===== RECORDS SUPPLIED =====

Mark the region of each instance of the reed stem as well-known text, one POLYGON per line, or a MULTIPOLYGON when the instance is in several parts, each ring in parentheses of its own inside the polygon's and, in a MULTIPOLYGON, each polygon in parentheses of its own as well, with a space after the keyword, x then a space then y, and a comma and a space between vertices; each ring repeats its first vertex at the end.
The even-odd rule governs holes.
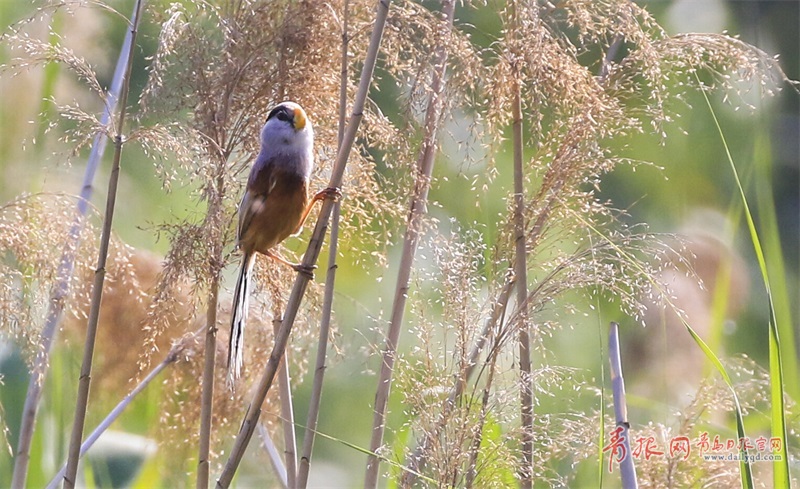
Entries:
POLYGON ((123 77, 122 82, 122 91, 120 92, 119 122, 117 123, 117 134, 114 138, 114 162, 111 166, 111 175, 108 179, 106 212, 103 219, 103 231, 100 238, 100 251, 97 258, 97 269, 95 270, 94 275, 92 300, 89 309, 89 321, 86 327, 86 341, 83 350, 83 361, 81 363, 81 374, 78 381, 78 396, 75 403, 75 419, 72 424, 72 434, 70 436, 69 452, 67 457, 67 471, 64 474, 65 489, 71 489, 75 487, 75 478, 78 474, 78 460, 80 458, 83 427, 84 423, 86 422, 86 410, 89 403, 89 387, 92 376, 94 345, 97 337, 97 323, 100 318, 100 302, 103 297, 103 284, 106 276, 108 247, 109 243, 111 242, 111 223, 114 219, 114 207, 117 201, 117 184, 119 183, 120 160, 122 157, 122 127, 125 124, 128 92, 130 89, 131 69, 133 67, 133 49, 136 46, 136 33, 139 28, 142 6, 143 0, 137 0, 133 20, 130 24, 131 44, 129 46, 130 49, 128 54, 128 63, 125 67, 125 76, 123 77))
MULTIPOLYGON (((117 107, 119 93, 122 90, 122 80, 125 75, 125 68, 128 65, 128 58, 131 54, 131 31, 125 34, 125 41, 122 43, 117 66, 114 70, 114 77, 111 86, 105 97, 103 115, 100 117, 100 124, 107 126, 112 114, 117 107)), ((12 489, 23 489, 28 478, 28 466, 30 464, 31 443, 33 442, 33 432, 36 428, 36 415, 39 411, 39 403, 42 399, 42 389, 44 388, 45 377, 50 363, 50 350, 53 348, 53 341, 58 332, 58 325, 66 305, 67 293, 69 292, 69 279, 75 268, 75 250, 80 241, 80 233, 83 229, 83 220, 89 209, 89 201, 94 192, 94 176, 100 160, 103 159, 108 137, 104 133, 95 135, 92 142, 92 150, 86 162, 86 169, 83 173, 83 183, 81 184, 80 197, 76 205, 75 221, 69 231, 69 238, 64 246, 61 255, 61 262, 58 267, 56 283, 50 291, 47 314, 45 316, 44 328, 41 333, 41 345, 36 357, 33 360, 31 376, 28 380, 28 391, 25 395, 25 405, 22 409, 22 419, 20 421, 19 439, 17 450, 14 456, 14 474, 11 480, 12 489)))
MULTIPOLYGON (((442 1, 443 30, 449 34, 453 26, 455 14, 455 1, 442 1)), ((446 39, 446 37, 445 37, 446 39)), ((397 344, 400 339, 400 329, 403 324, 403 314, 408 298, 408 288, 411 280, 411 268, 420 239, 422 217, 427 213, 428 190, 430 189, 433 164, 438 148, 438 131, 444 111, 444 87, 447 67, 448 49, 447 42, 437 46, 433 61, 433 81, 431 83, 428 107, 425 112, 424 139, 417 160, 417 175, 414 192, 409 204, 408 224, 403 238, 403 251, 400 257, 400 267, 397 273, 392 315, 389 321, 389 331, 386 335, 386 345, 383 349, 383 361, 378 376, 378 386, 375 390, 374 415, 372 418, 372 436, 370 438, 367 456, 367 469, 364 477, 364 488, 374 489, 378 485, 380 472, 379 458, 375 455, 383 445, 383 432, 386 428, 386 408, 389 404, 389 394, 392 386, 394 361, 397 355, 397 344)))
MULTIPOLYGON (((342 139, 342 145, 336 155, 336 162, 334 163, 328 185, 332 188, 339 188, 342 185, 342 178, 344 177, 344 170, 347 166, 350 150, 353 148, 356 133, 361 124, 361 119, 364 117, 364 106, 366 105, 369 88, 372 85, 372 75, 375 71, 375 63, 378 59, 378 51, 380 50, 383 30, 386 26, 386 18, 389 14, 389 3, 390 0, 378 0, 377 2, 375 24, 372 28, 372 36, 370 38, 369 47, 367 48, 364 65, 361 68, 361 79, 359 81, 356 98, 353 102, 353 109, 350 113, 350 121, 347 124, 347 129, 342 139)), ((308 249, 305 255, 303 255, 302 264, 305 267, 311 267, 317 262, 333 207, 334 203, 331 200, 325 200, 322 203, 319 219, 314 227, 311 240, 308 243, 308 249)), ((267 397, 267 393, 272 387, 272 382, 275 379, 281 357, 283 357, 283 352, 286 350, 286 344, 289 341, 289 335, 292 331, 294 320, 297 317, 300 303, 305 295, 306 287, 308 287, 308 281, 309 277, 303 273, 298 273, 295 278, 294 286, 286 305, 286 312, 281 323, 281 329, 275 337, 275 344, 270 353, 266 368, 256 386, 253 401, 247 409, 245 419, 239 429, 239 434, 236 436, 236 441, 231 448, 231 454, 217 480, 217 487, 226 488, 230 486, 236 469, 239 467, 239 463, 241 463, 242 457, 244 456, 244 450, 250 443, 253 430, 255 430, 258 418, 261 416, 261 405, 264 403, 264 399, 267 397)))

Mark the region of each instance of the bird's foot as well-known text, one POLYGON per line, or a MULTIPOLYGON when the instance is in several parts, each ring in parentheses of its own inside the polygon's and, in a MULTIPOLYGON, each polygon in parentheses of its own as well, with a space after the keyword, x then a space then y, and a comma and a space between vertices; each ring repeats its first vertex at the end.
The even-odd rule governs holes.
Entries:
POLYGON ((304 275, 309 280, 314 280, 314 270, 316 270, 316 265, 303 265, 302 263, 293 263, 292 269, 295 272, 304 275))
POLYGON ((332 200, 334 202, 342 198, 342 191, 338 187, 328 187, 322 189, 314 195, 314 200, 332 200))

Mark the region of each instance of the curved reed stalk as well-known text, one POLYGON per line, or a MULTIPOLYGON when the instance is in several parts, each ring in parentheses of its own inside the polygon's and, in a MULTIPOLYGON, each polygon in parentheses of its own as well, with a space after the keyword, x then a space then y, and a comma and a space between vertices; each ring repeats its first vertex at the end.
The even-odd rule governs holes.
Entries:
MULTIPOLYGON (((281 327, 279 316, 272 321, 275 334, 281 327)), ((283 425, 283 460, 286 467, 286 484, 288 487, 297 487, 297 436, 294 430, 294 407, 292 406, 292 384, 289 377, 289 356, 283 354, 280 370, 278 371, 278 391, 281 399, 281 424, 283 425)))
MULTIPOLYGON (((136 384, 134 387, 115 407, 108 413, 108 416, 100 422, 99 425, 86 437, 86 440, 83 441, 81 444, 81 451, 80 456, 83 457, 86 455, 86 452, 92 448, 92 445, 100 438, 100 436, 108 430, 108 428, 117 420, 117 418, 122 415, 122 412, 125 411, 133 399, 138 396, 150 383, 158 377, 164 369, 172 365, 178 360, 178 348, 177 345, 173 346, 172 350, 167 354, 167 356, 162 360, 158 365, 156 365, 150 373, 148 373, 141 382, 136 384)), ((58 487, 58 482, 64 477, 64 474, 67 471, 67 466, 64 465, 61 467, 61 470, 53 477, 49 484, 47 484, 47 489, 55 489, 58 487)))

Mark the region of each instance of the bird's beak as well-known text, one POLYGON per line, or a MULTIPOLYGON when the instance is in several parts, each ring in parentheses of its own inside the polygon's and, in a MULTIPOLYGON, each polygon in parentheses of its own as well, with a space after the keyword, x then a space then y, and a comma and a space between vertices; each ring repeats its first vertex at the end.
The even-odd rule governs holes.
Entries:
POLYGON ((294 128, 299 131, 304 127, 306 127, 306 113, 303 109, 294 109, 294 128))

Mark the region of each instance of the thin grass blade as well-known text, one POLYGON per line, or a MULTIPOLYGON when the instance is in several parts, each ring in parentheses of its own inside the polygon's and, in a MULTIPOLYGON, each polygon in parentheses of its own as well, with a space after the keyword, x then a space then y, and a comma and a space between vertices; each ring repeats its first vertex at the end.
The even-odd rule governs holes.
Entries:
MULTIPOLYGON (((791 478, 789 477, 789 454, 786 447, 786 407, 783 398, 783 362, 781 359, 780 335, 778 333, 777 317, 775 314, 775 304, 772 297, 772 287, 769 279, 769 271, 767 269, 767 261, 764 256, 763 247, 761 246, 761 239, 758 235, 755 220, 753 219, 753 214, 750 212, 750 205, 747 202, 747 196, 745 195, 742 181, 739 178, 739 172, 733 162, 733 155, 731 155, 730 147, 728 146, 728 143, 725 139, 725 134, 722 131, 722 126, 719 123, 717 114, 714 112, 714 108, 711 106, 711 101, 709 100, 708 95, 703 91, 701 91, 701 93, 703 94, 703 99, 705 100, 708 110, 711 113, 711 117, 714 120, 714 125, 717 128, 720 141, 722 141, 722 145, 725 148, 725 155, 727 156, 731 172, 733 173, 734 180, 736 181, 736 188, 739 190, 739 196, 742 199, 744 215, 747 220, 747 229, 750 231, 750 240, 753 242, 753 248, 756 258, 758 259, 758 267, 761 270, 761 278, 764 282, 764 288, 767 292, 767 299, 769 301, 769 376, 770 400, 772 404, 772 436, 780 438, 782 441, 780 460, 776 460, 772 463, 772 477, 774 487, 789 488, 791 487, 791 478)), ((729 380, 726 379, 726 382, 729 382, 729 380)), ((739 416, 737 416, 737 424, 739 424, 739 416)), ((740 436, 743 435, 740 434, 740 436)))

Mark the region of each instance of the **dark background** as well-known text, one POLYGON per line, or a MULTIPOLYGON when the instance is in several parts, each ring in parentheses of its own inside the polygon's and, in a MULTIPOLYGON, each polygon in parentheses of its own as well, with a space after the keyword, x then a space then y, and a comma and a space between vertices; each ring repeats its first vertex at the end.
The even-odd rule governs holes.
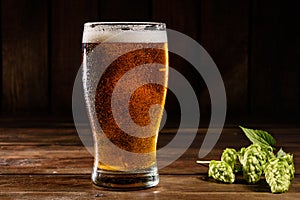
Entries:
MULTIPOLYGON (((71 117, 88 21, 161 21, 197 40, 217 64, 228 118, 300 118, 300 3, 284 0, 1 0, 1 114, 71 117)), ((201 115, 210 100, 182 59, 201 115)), ((166 107, 178 113, 176 98, 166 107)), ((176 116, 176 115, 173 115, 176 116)))

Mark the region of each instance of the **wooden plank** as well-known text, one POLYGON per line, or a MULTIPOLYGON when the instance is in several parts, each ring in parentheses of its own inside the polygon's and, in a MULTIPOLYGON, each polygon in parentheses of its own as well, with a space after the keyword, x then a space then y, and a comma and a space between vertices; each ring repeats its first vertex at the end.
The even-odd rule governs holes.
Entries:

=====

— EXERCISE INSTRUCTIONS —
Could you copy every line from the records that mentions the word "bird"?

— REPLY —
Mark the region of each instance of the bird's foot as well-known text, one POLYGON per line, or a MULTIPOLYGON when the instance is in several parts, each ring in parentheses of its own inside the polygon's and, in a MULTIPOLYGON, each polygon in parentheses of its own as well, with a space after the keyword, x then a space then y, and a comma and a space between vertices; each ring repeats its first vertex at the end.
Mark the region of each instance of the bird's beak as well-known text, one POLYGON per line, or a MULTIPOLYGON when the instance is in several parts, each ring in parentheses of its own inside the polygon's and, in a MULTIPOLYGON, each polygon in parentheses of its own as well, with a space after the keyword, x then a space then y, and a comma and a space between vertices; each ring repeats its first vertex at the end.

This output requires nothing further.